# WHAT YOU HAVE TO DO
Count the lines in the entries below that contain the string "wooden", treating uppercase and lowercase as different, and reply with the number alone.

# RECORD EXCERPTS
>>>

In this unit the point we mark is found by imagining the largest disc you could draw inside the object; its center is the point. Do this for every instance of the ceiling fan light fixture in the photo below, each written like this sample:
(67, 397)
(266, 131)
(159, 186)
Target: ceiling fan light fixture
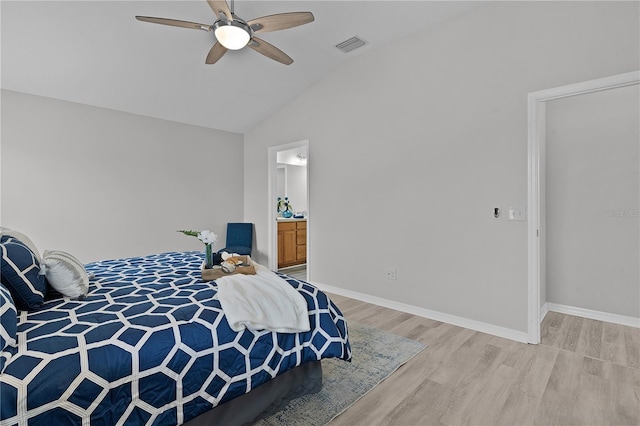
(233, 35)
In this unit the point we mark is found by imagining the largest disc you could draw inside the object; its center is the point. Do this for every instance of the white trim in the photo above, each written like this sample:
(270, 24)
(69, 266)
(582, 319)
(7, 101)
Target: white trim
(544, 311)
(535, 135)
(482, 327)
(596, 315)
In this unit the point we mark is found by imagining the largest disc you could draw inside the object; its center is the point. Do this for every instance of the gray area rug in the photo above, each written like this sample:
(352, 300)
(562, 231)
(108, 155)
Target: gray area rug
(376, 355)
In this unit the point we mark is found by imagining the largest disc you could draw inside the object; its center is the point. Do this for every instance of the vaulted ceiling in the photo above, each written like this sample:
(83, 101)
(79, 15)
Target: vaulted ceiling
(97, 53)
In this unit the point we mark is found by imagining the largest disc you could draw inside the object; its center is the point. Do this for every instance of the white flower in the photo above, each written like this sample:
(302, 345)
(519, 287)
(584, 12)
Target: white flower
(207, 237)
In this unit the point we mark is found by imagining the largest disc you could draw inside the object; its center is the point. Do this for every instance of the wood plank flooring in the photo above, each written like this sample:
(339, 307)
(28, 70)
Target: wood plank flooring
(584, 372)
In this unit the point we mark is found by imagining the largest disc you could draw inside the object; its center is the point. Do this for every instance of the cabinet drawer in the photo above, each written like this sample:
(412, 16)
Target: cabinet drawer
(286, 226)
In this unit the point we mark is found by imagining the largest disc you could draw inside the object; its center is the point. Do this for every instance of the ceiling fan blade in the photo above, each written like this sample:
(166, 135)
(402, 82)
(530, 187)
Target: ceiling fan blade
(270, 51)
(174, 23)
(216, 52)
(221, 9)
(280, 21)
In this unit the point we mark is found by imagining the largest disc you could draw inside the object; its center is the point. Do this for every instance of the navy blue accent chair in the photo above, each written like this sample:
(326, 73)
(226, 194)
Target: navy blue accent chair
(239, 238)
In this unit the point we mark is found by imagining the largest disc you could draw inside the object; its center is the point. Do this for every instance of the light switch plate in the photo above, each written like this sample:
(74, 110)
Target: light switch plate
(517, 213)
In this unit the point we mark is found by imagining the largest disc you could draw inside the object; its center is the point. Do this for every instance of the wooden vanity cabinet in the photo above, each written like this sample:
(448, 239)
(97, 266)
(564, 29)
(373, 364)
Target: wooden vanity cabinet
(292, 243)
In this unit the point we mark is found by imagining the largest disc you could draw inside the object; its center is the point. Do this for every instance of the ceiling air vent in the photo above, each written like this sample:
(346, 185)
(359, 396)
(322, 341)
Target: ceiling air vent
(352, 44)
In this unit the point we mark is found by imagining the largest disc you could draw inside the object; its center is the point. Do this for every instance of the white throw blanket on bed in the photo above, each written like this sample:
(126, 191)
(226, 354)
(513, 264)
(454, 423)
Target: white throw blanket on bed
(262, 301)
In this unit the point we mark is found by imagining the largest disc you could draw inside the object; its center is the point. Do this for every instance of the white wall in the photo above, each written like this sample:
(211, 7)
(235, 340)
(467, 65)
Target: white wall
(438, 121)
(102, 184)
(297, 187)
(593, 197)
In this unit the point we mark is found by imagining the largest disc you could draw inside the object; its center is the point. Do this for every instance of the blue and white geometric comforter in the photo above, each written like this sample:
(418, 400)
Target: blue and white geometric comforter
(150, 345)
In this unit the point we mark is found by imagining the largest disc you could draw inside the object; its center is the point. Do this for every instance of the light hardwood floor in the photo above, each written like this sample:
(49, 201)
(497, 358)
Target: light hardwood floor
(584, 372)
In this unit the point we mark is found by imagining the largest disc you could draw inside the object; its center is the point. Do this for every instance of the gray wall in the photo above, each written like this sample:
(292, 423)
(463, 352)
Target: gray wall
(439, 123)
(102, 184)
(593, 191)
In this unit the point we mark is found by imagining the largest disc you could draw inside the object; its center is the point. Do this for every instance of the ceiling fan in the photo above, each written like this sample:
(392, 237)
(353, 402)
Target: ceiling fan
(234, 33)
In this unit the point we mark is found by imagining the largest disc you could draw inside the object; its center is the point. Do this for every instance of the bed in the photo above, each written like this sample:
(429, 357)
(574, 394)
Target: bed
(150, 344)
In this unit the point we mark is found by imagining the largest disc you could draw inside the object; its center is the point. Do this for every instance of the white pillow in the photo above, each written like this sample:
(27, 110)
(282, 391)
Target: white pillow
(65, 273)
(23, 238)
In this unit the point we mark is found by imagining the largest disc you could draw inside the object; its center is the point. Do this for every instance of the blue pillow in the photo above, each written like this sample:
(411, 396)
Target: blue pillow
(20, 273)
(8, 326)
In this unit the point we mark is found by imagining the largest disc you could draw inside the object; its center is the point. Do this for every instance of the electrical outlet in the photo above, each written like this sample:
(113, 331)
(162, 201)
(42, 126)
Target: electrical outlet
(390, 273)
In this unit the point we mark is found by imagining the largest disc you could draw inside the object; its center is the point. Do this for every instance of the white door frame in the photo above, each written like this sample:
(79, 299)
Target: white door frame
(536, 190)
(271, 215)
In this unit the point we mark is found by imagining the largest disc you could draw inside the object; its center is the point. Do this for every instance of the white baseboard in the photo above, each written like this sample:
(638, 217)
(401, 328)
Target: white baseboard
(482, 327)
(591, 314)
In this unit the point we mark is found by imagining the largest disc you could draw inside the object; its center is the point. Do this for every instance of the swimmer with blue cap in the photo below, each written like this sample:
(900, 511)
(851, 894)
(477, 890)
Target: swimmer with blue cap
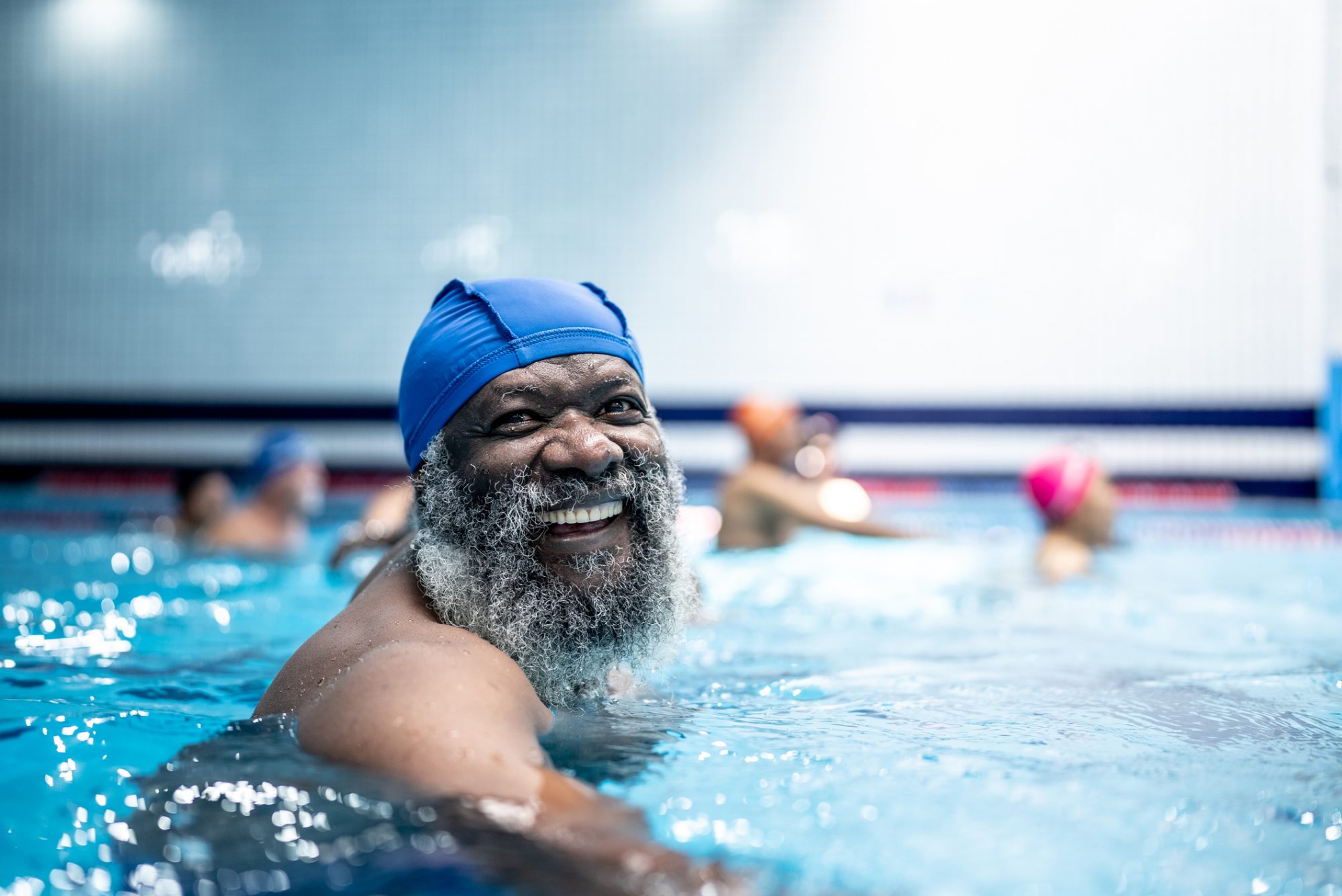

<<<

# COMPLETED EXERCISE
2